++++ SUPPLIED TEXT
# Wives and their Hormones



## soulseer (Jul 26, 2013)

I am not making this post to complain rather to find how many other men live within a similar situation.

I have a loving mostly caring, interested wife that changes into a criticising, controlling, irritable, argumentative, nit picking wife for around 10days every month.

I know that women dont feel good both physically and emotionally during this time. I am not trying to diminish the burden of the female hormonal cycle. 

I just wonder how many men are almost emotionally abused under the cover of PMS by love of their life? 

At times it can be a difficult journey for the husband of a woman who suffers from bad PMS. Often the worst part of it is the 'bi-polar' nature of her mood swings. 

I have chatted tp my wife about this in the past. She has said that on a subconscious/instinctual level during PMS she is 'angry' with me for not fertilzing her egg.

To clarify we both are agreed we do not want and cannot afford more children.

She has also in the past said that if she 'takes it out' on me during her PMS phase she suffers less physical symptoms during her period. 

Anybody relate to any of this?
_Posted via Mobile Device_


----------



## DoF (Mar 27, 2014)

I'm pretty sure every man can relate on some level.

Just keep communicating to your wife how you feel when it comes about it. Point it out to her and tell her it's disrespectful and you are not going to put up with it.

That right there is the key, you putting up with it for so long and enabling her to treat you this way.

Nip the bud!!! If she is a good woman she will recognize her faults and pay a closer attention to herself during those times.

It's not easy though. I will tell you right now. If I was to be a woman and go through period, I would be WAY worse than any woman out there. God, I would probably tell my wife to lock me in the room for few days and just let me suffer through it.
++++++++
**ASSIGNMENT A**
Answer these questions about the thread on wives and PMS, marking each answer (i), (ii) or (iii) on its own line:
(i) For about how many days each month does the first poster say his wife changes?
(ii) According to his wife, what is she "angry" with him for during PMS?
(iii) If DoF went through a period, what does he say he would tell his wife to do?
**ASSIGNMENT B**
Repeat a passage from the thread word for word. Begin at the words "I'm pretty sure" and stop after "you this way.".
The records have nothing to do with the thread.
++++ SOURCE MATERIAL
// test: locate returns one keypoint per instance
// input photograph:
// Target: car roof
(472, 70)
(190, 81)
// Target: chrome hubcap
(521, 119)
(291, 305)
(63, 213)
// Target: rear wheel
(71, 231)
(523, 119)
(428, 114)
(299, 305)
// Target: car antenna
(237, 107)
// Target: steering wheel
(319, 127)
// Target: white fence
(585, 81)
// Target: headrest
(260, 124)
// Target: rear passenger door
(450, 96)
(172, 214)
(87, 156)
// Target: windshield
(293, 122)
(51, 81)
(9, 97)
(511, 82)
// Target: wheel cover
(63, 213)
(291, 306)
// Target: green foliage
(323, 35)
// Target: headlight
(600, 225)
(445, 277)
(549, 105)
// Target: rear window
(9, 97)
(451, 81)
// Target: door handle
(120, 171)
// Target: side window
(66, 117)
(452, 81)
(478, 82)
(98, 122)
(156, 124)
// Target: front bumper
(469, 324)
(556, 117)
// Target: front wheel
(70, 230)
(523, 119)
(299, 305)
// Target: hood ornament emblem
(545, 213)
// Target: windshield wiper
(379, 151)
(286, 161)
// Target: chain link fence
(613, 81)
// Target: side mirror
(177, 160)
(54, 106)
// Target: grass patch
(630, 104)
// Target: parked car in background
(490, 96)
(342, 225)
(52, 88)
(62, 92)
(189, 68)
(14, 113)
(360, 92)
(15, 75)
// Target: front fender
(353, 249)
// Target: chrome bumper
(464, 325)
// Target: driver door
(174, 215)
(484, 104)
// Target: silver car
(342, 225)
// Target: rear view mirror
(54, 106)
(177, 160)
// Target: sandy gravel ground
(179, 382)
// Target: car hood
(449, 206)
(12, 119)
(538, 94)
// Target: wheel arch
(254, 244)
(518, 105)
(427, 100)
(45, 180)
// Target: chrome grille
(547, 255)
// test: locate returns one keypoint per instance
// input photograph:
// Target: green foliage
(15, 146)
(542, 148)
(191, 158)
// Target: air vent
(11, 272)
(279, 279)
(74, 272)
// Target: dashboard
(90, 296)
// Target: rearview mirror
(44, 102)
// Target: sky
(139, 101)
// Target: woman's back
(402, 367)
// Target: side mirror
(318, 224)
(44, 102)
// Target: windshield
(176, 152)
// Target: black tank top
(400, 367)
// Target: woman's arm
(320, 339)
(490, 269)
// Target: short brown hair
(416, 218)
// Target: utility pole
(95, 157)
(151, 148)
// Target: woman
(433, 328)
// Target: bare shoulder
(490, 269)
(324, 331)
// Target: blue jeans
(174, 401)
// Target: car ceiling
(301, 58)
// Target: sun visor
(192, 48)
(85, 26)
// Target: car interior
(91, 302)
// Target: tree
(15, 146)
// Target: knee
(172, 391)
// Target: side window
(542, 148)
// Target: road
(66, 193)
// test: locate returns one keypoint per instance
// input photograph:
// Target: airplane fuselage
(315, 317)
++++++++
**WRITTEN SOLUTION A**
(i) Around 10 days.
(ii) For not fertilizing her egg.
(iii) Lock him in the room for a few days and let him suffer through it.

**WRITTEN SOLUTION B**
I'm pretty sure every man can relate on some level.

Just keep communicating to your wife how you feel when it comes about it. Point it out to her and tell her it's disrespectful and you are not going to put up with it.

That right there is the key, you putting up with it for so long and enabling her to treat you this way.